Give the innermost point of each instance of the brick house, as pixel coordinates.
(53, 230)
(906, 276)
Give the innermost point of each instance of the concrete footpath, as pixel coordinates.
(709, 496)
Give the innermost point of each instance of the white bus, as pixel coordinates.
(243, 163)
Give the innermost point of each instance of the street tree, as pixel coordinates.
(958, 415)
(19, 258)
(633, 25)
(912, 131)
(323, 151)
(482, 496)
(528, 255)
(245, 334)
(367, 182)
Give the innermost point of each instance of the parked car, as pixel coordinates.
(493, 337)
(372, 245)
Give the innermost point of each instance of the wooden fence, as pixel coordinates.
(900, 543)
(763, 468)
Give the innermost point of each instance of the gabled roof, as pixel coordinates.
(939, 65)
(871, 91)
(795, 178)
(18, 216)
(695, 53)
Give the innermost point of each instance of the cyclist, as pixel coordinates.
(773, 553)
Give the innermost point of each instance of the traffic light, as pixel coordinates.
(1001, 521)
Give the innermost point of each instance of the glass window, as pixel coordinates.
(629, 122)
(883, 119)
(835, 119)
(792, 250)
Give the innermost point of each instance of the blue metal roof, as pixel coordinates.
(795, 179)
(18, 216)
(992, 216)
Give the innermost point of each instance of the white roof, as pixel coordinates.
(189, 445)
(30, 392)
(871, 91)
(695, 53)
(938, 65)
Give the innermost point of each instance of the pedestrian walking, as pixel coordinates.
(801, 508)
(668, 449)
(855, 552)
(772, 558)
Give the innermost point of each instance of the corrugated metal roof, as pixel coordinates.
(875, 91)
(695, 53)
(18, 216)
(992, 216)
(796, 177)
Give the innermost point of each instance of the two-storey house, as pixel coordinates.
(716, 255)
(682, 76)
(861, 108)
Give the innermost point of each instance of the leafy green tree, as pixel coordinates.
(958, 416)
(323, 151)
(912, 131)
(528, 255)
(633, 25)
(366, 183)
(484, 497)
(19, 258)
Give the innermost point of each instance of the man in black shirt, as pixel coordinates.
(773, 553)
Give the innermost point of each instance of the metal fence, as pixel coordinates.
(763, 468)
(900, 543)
..........
Work to be completed: The line with "Give the innermost point of each instance of the pedestrian" through the last line of the entries above: output exactly those lines and nothing else.

Response box:
Give the innermost point of each instance of the pedestrian walking, as pixel coordinates.
(801, 508)
(668, 449)
(855, 552)
(772, 558)
Give the innermost point of each instance of the corrugated metal roof, as pixel coordinates.
(875, 91)
(695, 53)
(18, 216)
(992, 216)
(796, 177)
Give the innermost point of each instance of the two-storey house, as pixel coordinates.
(716, 255)
(682, 76)
(861, 108)
Give the innermost point of each instance of the leafy green tree, as pixel coordinates.
(958, 416)
(323, 151)
(912, 131)
(528, 255)
(633, 25)
(366, 183)
(484, 497)
(19, 258)
Give the innermost point of each instance of the man in black shirt, as pixel coordinates.
(773, 553)
Give the innermost point of each instance of the metal fence, as pixel coordinates.
(763, 468)
(900, 543)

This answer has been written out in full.